EXERCISE TEXT =
'''

Re: The Lua utf8 library (Was: Issues: Character 160 ...)

On Wed, Jul 11, 2018, 1:43 AM Dirk Laurie <dirk.laurie@gmail.com> wrote:

...

>From the point of view of the utf8 library, UTF-8 is a reversible way
of mapping a certain subset of strings (which I here call "codons",
borrowing a term from DNA theory) onto a certain subset of 32-bit
integers.

Not even wrong. https://en.m.wikipedia.org/wiki/Not_even_wrong. Utf8 has nothing to do with "a certain subset of 32 bit integers".

If you're talking about utf8, but you're not talking about Unicode, then what are you talking about? I'm not against it, I just don't see what you're after.

Everything

else about UTF-8, including its relation to
Unicode and its representation as glyphs, is totally irrelevant.

The two basic functions of the UTF-8 library are

utf8.char -- maps from one or more valid integers to a
concatenation of codons
utf8.codepoint -- maps from a valid concatenation of codons to
one or more integers

>From the point of view of the string library, encoding is a reversible
way of mapping one-byte strings (commonly called "characters") onto
the integers 0 to 255. Everything else about strings, including their
representation as glyphs, is totally irrelevant.

'''

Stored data
'''

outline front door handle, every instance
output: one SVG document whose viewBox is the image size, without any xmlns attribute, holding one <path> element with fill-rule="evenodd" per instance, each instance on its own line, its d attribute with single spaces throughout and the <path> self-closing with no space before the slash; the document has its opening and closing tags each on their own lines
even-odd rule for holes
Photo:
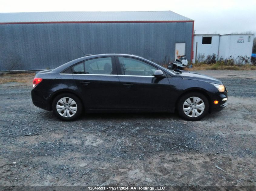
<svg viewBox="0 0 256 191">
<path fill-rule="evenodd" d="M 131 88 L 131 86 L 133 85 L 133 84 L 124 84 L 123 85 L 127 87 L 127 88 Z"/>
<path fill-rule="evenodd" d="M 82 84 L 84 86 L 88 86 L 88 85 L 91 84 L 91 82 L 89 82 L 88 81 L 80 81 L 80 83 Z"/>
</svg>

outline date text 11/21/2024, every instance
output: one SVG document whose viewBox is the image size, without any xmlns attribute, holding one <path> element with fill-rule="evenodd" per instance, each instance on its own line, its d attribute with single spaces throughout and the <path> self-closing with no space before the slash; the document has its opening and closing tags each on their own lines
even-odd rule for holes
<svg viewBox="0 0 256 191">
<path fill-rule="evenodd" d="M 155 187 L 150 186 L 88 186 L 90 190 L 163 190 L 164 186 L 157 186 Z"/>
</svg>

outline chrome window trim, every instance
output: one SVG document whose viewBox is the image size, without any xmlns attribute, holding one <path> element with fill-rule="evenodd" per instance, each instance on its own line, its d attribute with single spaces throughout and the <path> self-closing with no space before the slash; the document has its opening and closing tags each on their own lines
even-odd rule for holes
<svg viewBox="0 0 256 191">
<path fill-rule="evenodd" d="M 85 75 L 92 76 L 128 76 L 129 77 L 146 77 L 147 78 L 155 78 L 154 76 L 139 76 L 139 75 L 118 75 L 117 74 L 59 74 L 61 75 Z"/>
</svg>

'''

REQUIRED ACTION 1 = Reproduce everything in the Lua utf8 library post from "Not even wrong." down to "its representation as glyphs, is totally irrelevant.".
REQUIRED ACTION 2 = Carry on writing the Lua utf8 library post, starting after its last sentence.
The data is separate material, apart from the Lua utf8 library post.

EXERCISE OUTPUT 1 =
Not even wrong. https://en.m.wikipedia.org/wiki/Not_even_wrong. Utf8 has nothing to do with "a certain subset of 32 bit integers".

If you're talking about utf8, but you're not talking about Unicode, then what are you talking about? I'm not against it, I just don't see what you're after.

Everything

else about UTF-8, including its relation to
Unicode and its representation as glyphs, is totally irrelevant.

EXERCISE OUTPUT 2 =
The two basic functions of the string library are

string.char -- maps from one or more valid integers to a
concatenation of characters
string.byte -- maps from a concatenation of characters to one or
more integers

There is an obvious analogy between codons and characters,already
exploited in the names of the functions utf8.char and utf8.len. The
analogy defines what the (presently non-existent) functions utf8.find,
utf8.sub, utf8.match, utf8.reverse, utf8.rep, utf8.gsub and
utf8.gmatch should mean.

[1] http://lua-users.org/wiki/ZenOfLua
[2] Most modern systems have a way of graphically representing codons,
and even some pairs of codons, as a sequence of glyphs. In many cases
(including the one that sparked off the original thread) the mapping
from glyphs to codons is not unique. This, too, is irrelevant.